- _Exercise_
Beneath this line are the data; copy exactly the part of them that opens with the line containing "Please segment the chair" and closes with the line containing "Please segment the decorative", and only that part.
[[ Exercise materials, beginning ]]
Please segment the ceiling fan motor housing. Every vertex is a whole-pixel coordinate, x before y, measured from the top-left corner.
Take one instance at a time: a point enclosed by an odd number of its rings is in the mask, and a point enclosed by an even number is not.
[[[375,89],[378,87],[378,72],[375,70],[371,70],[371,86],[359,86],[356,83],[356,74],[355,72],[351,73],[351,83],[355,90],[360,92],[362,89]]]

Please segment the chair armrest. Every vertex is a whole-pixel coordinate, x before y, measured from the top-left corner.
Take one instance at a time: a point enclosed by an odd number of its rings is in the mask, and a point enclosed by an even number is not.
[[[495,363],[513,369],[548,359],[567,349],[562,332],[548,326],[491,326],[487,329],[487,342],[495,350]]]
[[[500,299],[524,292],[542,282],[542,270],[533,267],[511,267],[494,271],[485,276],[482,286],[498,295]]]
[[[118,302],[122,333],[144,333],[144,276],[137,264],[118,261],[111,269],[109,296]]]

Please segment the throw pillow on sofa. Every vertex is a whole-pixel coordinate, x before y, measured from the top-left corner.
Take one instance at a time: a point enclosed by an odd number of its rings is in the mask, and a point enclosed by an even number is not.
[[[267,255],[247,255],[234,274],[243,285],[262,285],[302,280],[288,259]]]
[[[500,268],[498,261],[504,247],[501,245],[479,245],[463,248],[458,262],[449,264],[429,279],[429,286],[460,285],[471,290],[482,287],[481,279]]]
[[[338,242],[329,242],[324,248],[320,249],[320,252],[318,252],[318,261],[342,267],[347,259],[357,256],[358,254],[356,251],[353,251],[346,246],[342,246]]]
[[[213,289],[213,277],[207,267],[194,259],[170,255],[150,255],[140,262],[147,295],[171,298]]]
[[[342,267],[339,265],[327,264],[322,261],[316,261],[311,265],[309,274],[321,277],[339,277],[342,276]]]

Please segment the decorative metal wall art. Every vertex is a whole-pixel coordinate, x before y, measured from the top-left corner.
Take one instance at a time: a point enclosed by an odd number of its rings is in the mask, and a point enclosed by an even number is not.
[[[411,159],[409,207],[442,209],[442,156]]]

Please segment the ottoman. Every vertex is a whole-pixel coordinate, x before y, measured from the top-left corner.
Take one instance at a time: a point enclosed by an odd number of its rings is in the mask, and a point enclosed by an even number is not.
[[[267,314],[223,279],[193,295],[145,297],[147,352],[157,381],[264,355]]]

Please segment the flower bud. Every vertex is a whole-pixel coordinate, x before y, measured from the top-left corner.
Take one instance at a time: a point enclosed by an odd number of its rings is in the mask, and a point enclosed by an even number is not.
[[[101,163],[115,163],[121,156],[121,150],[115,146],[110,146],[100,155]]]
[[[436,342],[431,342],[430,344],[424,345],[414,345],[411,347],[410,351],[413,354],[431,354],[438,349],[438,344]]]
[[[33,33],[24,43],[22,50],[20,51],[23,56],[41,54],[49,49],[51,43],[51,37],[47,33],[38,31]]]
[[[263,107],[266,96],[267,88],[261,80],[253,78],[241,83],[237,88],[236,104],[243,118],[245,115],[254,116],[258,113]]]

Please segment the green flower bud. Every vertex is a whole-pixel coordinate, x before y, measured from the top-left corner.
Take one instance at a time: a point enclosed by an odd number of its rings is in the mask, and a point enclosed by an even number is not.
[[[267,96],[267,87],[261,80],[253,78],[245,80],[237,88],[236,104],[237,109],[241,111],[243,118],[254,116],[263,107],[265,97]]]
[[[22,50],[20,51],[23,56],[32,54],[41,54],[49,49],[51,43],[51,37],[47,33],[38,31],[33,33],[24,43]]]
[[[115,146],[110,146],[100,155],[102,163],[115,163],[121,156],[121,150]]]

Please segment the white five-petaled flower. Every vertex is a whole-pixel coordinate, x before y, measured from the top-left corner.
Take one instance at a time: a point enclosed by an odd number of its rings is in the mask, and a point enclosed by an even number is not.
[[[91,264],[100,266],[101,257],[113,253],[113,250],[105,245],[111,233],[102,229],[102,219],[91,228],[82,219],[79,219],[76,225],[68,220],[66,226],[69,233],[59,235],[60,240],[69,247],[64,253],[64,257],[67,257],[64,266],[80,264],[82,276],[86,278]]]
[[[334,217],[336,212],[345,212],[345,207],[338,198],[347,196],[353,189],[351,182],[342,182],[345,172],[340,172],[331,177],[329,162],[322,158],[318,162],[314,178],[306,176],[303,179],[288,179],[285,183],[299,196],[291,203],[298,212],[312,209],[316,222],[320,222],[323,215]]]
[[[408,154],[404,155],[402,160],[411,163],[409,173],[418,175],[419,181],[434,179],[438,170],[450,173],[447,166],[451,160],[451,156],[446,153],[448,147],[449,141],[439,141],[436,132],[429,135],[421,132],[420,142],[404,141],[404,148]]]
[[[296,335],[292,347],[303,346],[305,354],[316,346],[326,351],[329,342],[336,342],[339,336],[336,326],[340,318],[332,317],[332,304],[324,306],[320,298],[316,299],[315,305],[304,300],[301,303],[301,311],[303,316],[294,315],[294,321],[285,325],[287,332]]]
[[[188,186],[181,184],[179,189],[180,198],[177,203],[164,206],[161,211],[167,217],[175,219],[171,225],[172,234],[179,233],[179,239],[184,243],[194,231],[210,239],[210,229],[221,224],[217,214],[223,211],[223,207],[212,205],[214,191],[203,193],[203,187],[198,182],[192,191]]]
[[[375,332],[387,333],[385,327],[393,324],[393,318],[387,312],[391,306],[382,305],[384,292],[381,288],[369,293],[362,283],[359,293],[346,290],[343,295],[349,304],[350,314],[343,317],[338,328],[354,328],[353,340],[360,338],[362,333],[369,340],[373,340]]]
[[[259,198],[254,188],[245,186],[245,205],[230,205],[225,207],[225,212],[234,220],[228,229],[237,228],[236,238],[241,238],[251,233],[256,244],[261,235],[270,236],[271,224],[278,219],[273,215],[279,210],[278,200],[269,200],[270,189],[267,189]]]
[[ Exercise materials, end ]]
- _Answer to the problem_
Please segment the chair armrest. Every vertex is a whole-pixel coordinate, x before y, measured from the top-left corner.
Take one instance at a time: a point enclosed by an odd number of its rings is in the mask, and a point enclosed by an even number is not.
[[[495,363],[513,369],[548,359],[567,349],[562,332],[548,326],[491,326],[487,329],[487,342],[495,350]]]
[[[500,299],[524,292],[542,282],[542,270],[533,267],[511,267],[494,271],[485,276],[482,286],[498,295]]]
[[[118,302],[122,333],[144,333],[144,276],[137,264],[118,261],[111,269],[109,296]]]

Please segment the throw pillow on sofa. Every vertex is a whole-pixel coordinate, x before y, measured from the top-left corner.
Take one instance at a time: a point enclosed by an odd number of its rings is in the mask, and a point enclosed by an even number is not.
[[[267,255],[247,255],[234,274],[243,285],[262,285],[302,280],[288,259]]]
[[[500,268],[498,261],[504,247],[501,245],[479,245],[463,248],[458,262],[449,264],[429,279],[429,286],[460,285],[471,290],[482,287],[481,279]]]
[[[338,242],[329,242],[324,248],[320,249],[320,252],[318,252],[318,261],[342,267],[347,259],[357,256],[358,254],[356,251],[353,251],[346,246],[342,246]]]
[[[213,289],[213,277],[207,267],[194,259],[170,255],[150,255],[140,262],[147,295],[171,298]]]
[[[342,267],[339,265],[327,264],[322,261],[316,261],[311,265],[309,274],[321,277],[339,277],[342,276]]]

Please segment the decorative metal wall art. Every vertex is a whole-pixel coordinate, x before y, measured from the top-left corner.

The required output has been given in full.